- [WHAT THIS TASK INVOLVES] Please restate every line below exactly, without any pictures.

- [RECORDS SHOWN]

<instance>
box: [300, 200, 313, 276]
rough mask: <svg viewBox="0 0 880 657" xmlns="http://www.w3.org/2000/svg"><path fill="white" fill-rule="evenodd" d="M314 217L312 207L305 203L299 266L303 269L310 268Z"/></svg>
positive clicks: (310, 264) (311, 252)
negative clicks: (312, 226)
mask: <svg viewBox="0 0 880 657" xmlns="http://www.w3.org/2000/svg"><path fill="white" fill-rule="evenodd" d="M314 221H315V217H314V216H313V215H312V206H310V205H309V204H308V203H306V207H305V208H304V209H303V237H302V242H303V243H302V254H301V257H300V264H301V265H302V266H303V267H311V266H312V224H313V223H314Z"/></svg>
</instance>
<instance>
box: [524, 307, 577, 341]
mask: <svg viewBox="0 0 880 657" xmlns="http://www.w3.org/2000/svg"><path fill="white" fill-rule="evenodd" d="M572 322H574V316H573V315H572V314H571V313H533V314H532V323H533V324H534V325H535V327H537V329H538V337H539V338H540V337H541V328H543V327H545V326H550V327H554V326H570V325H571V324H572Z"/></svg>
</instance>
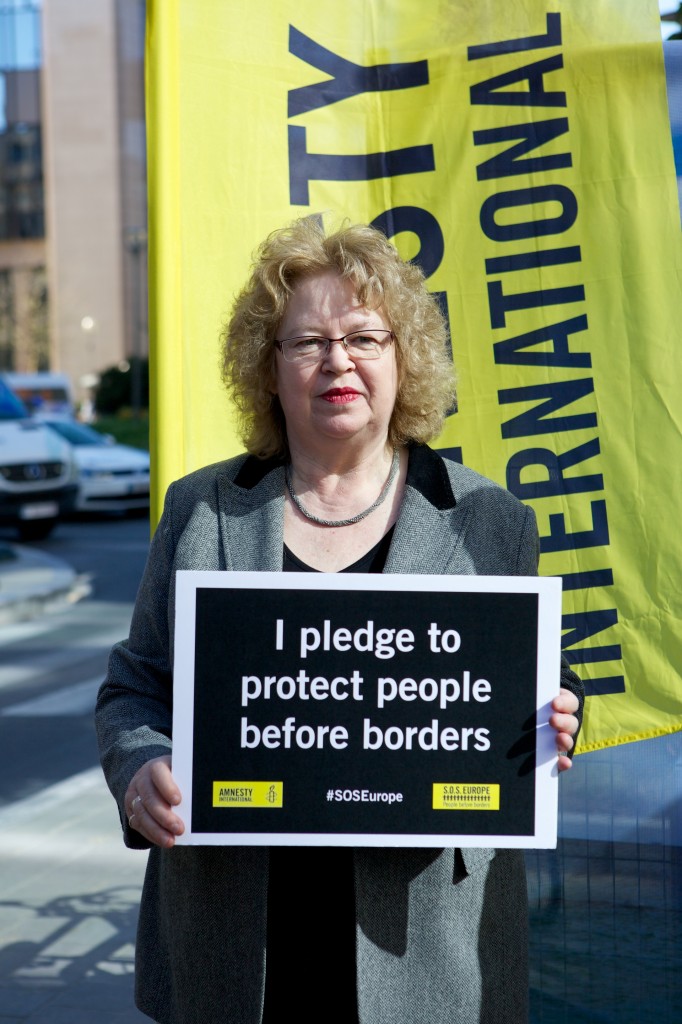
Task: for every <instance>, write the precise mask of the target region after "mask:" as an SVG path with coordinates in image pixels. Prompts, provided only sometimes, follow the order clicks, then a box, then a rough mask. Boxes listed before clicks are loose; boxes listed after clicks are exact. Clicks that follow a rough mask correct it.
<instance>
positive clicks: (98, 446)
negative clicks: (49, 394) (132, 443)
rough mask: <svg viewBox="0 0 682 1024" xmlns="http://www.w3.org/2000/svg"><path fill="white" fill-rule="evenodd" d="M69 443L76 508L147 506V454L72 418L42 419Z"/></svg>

- [YOUR RESPONSE]
<instance>
box: [300, 200, 313, 276]
rough mask: <svg viewBox="0 0 880 657" xmlns="http://www.w3.org/2000/svg"><path fill="white" fill-rule="evenodd" d="M314 217L312 207L305 203L299 266L303 269L310 268Z"/></svg>
positive clicks: (310, 264) (311, 252)
negative clicks: (312, 226)
mask: <svg viewBox="0 0 880 657" xmlns="http://www.w3.org/2000/svg"><path fill="white" fill-rule="evenodd" d="M314 221H315V217H314V216H313V215H312V206H310V205H309V204H308V203H306V207H305V208H304V209H303V237H302V242H303V243H302V254H301V257H300V264H301V265H302V266H303V267H311V266H312V224H313V223H314Z"/></svg>
</instance>
<instance>
box: [524, 307, 577, 341]
mask: <svg viewBox="0 0 880 657" xmlns="http://www.w3.org/2000/svg"><path fill="white" fill-rule="evenodd" d="M572 322H574V316H573V315H572V314H571V313H533V314H532V323H533V324H534V325H535V327H537V329H538V337H539V338H540V337H541V328H543V327H545V326H550V327H554V326H570V325H571V324H572Z"/></svg>
</instance>
Task: for every <instance>, write the precise mask of the target region after "mask:" as an SVG path with coordinates in image pixels. Prompts, provided only sometimes, follow the order clicks, then a box, then a rough mask. Boxes listed before clicks are loose; boxes listed after clicks are exact. Clicks that follow a rough mask correct it.
<instance>
positive clicks: (98, 446)
negative clicks: (49, 394) (132, 443)
rough mask: <svg viewBox="0 0 682 1024" xmlns="http://www.w3.org/2000/svg"><path fill="white" fill-rule="evenodd" d="M69 443L76 508L147 506V454L72 418L42 419Z"/></svg>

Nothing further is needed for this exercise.